**Tugas 1**
Ubah bagian teks tentang konsep Berdikari antara "Sesungguhnya, konsep Berdikari" dan "pembinaan setiakawan Asia-Afrika.", termasuk keduanya, dengan mengganti "kerja sama" menjadi "kolaborasi".
**Tugas 2**
Menurut teks tentang konsep Berdikari, apa yang ditolak oleh berdikari?
**Tugas 3**
Menurut teks tentang konsep Berdikari, mengapa Subandrio diutus mengunjungi empat negara Timur Tengah dan delapan negara Afrika? Jelaskan dalam satu sampai tiga kalimat.

**Teks Acuan**
....

Sesungguhnya, konsep Berdikari Bung Karno bukan menolak atau mengurangi kerja sama dengan negara-negara lain, melainkan memperluas kerja sama internasional, terutama di antara sesama negara baru merdeka, masa itu, seperti dikatakan: “Yang ditolak oleh berdikari adalah ketergantungan kepada imperialisme, bukan kerja sama yang sama-derajat dan saling-menguntungkan.” Dalam prakteknya kini, Asing, Aseng, dan Asong ‘untung’, rakyat ‘buntung’.
Dulu, langkah konkret Berdikari terhadap negara lain inidiwujudkan dengan mengutus Wakil Perdana Menteri I sekaligus Menteri Luar Negeri RI saat itu, Subandrio disertai Menteri Penerangan dan dua orang Menteri Negara untuk mengunjungi empat negara Timur Tengah dan delapan negara Afrika dalam rangka pembinaan setiakawan Asia-Afrika.
Kini, sibuk memoles citra dengan mengirim bantuan kerjsama kemanusian ke Palestina, di tengah rakyat yang busung lapar.

....

(Catatan dataset)

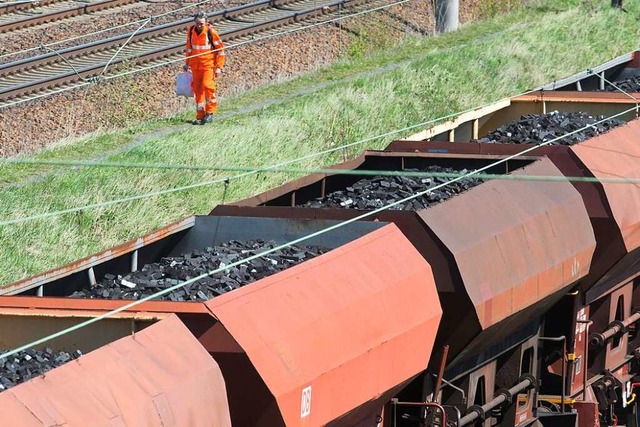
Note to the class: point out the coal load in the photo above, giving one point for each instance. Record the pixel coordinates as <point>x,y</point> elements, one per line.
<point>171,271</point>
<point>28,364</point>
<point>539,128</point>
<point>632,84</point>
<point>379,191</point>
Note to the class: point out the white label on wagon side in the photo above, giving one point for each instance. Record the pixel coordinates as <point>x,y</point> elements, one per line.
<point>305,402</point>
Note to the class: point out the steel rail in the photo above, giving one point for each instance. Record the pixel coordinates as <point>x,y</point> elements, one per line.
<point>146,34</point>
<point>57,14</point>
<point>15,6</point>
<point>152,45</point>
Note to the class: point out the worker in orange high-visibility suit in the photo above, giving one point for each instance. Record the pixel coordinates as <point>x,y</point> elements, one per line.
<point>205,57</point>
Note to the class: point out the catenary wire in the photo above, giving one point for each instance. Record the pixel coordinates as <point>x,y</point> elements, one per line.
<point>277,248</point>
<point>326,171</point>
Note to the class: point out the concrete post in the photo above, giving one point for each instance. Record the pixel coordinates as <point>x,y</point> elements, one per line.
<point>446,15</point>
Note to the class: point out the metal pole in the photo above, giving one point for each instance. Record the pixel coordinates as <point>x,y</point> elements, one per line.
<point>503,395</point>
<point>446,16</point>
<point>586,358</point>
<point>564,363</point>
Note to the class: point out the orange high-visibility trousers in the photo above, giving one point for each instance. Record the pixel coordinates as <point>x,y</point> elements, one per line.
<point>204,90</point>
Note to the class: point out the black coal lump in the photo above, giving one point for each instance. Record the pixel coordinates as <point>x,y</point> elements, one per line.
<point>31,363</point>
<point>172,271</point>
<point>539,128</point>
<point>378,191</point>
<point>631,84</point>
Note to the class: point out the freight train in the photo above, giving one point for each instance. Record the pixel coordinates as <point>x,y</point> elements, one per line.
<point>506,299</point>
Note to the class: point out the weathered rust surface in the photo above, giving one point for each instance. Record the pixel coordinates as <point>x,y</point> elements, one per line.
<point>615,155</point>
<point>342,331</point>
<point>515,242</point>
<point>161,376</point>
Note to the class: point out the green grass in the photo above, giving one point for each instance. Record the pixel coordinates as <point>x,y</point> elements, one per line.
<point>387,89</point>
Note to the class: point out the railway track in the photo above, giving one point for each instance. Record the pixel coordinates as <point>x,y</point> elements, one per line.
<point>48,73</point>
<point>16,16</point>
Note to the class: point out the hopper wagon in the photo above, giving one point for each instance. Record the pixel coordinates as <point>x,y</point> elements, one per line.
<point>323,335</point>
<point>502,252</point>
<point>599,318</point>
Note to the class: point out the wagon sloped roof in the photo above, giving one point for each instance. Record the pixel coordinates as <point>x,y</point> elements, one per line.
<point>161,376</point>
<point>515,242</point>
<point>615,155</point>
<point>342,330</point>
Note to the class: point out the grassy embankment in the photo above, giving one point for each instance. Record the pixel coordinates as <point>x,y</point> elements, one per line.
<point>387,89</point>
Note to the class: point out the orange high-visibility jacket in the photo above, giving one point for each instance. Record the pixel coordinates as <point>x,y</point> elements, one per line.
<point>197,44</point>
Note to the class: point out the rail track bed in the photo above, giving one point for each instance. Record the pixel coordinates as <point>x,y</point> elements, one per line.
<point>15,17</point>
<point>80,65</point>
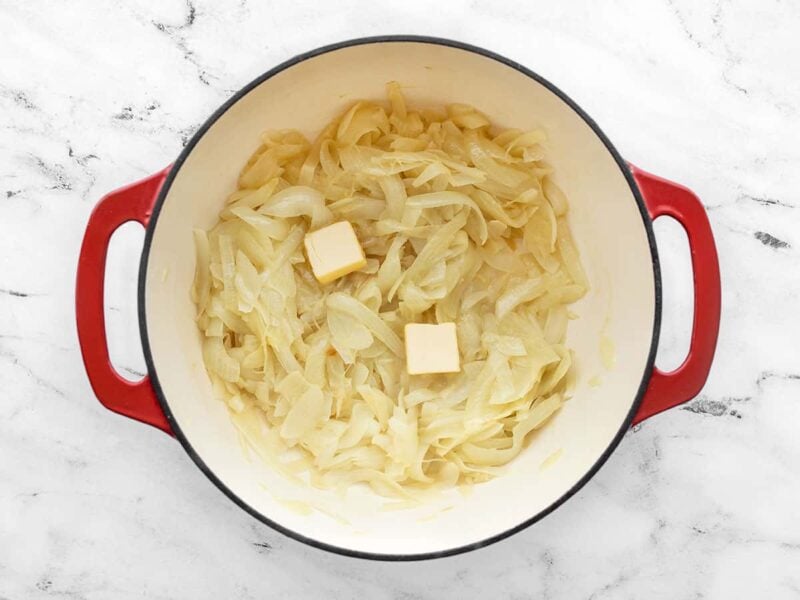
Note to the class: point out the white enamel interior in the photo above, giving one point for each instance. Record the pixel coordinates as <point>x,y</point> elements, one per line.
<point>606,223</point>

....

**Hasil 1**
Sesungguhnya, konsep Berdikari Bung Karno bukan menolak atau mengurangi kolaborasi dengan negara-negara lain, melainkan memperluas kolaborasi internasional, terutama di antara sesama negara baru merdeka, masa itu, seperti dikatakan: “Yang ditolak oleh berdikari adalah ketergantungan kepada imperialisme, bukan kolaborasi yang sama-derajat dan saling-menguntungkan.” Dalam prakteknya kini, Asing, Aseng, dan Asong ‘untung’, rakyat ‘buntung’.
Dulu, langkah konkret Berdikari terhadap negara lain inidiwujudkan dengan mengutus Wakil Perdana Menteri I sekaligus Menteri Luar Negeri RI saat itu, Subandrio disertai Menteri Penerangan dan dua orang Menteri Negara untuk mengunjungi empat negara Timur Tengah dan delapan negara Afrika dalam rangka pembinaan setiakawan Asia-Afrika.

**Hasil 2**
Ketergantungan kepada imperialisme.

**Hasil 3**
Subandrio diutus ke negara-negara tersebut dalam rangka pembinaan setiakawan Asia-Afrika. Kunjungan itu merupakan langkah konkret Berdikari terhadap negara lain.